[INPUT MATERIAL]

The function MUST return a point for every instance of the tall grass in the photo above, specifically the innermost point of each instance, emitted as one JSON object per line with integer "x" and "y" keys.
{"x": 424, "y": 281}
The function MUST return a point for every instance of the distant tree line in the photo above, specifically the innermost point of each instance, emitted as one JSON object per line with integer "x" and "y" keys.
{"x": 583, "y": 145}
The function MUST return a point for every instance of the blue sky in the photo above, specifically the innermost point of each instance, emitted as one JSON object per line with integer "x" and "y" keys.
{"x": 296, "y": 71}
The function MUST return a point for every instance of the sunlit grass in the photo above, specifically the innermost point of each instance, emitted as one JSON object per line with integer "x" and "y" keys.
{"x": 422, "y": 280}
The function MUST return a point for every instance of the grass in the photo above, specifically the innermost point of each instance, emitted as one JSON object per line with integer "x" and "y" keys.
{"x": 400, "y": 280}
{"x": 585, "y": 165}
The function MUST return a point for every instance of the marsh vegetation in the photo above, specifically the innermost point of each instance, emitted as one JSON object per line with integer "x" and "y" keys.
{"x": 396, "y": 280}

[/INPUT MATERIAL]

● **THE TASK**
Extract the listing in its entirety, matching it exactly.

● **OUTPUT OF THE TASK**
The function MUST return a point for every instance of the tall grass in the photo above, specifically the innermost point of each instance, emitted as one JSON object per line with integer "x" and "y" keys.
{"x": 424, "y": 281}
The function MUST return a point for every instance of the distant tree line in the photo above, specifically the innermost point of each instance, emitted as one JSON object per line with integer "x" and "y" keys.
{"x": 583, "y": 145}
The function MUST return a point for every instance of the blue sky in the photo above, specifically the innermost point of each instance, emitted as one JSON object per line with integer "x" and "y" keys.
{"x": 296, "y": 71}
The function MUST return a point for every instance of the sunlit grass in the photo above, specifically the innermost point of each instance, emitted as one JSON object per line with integer "x" and "y" keys.
{"x": 422, "y": 280}
The function MUST return a point for every instance of the grass in the photo above, specifically the innermost point of each instance, emitted as one JSON object per line with integer "x" and "y" keys.
{"x": 400, "y": 280}
{"x": 585, "y": 165}
The function MUST return a point for every instance of the marsh vegetation in the photo above, specifically the innermost point of each instance, emitted as one JSON object per line with integer "x" and "y" keys.
{"x": 396, "y": 280}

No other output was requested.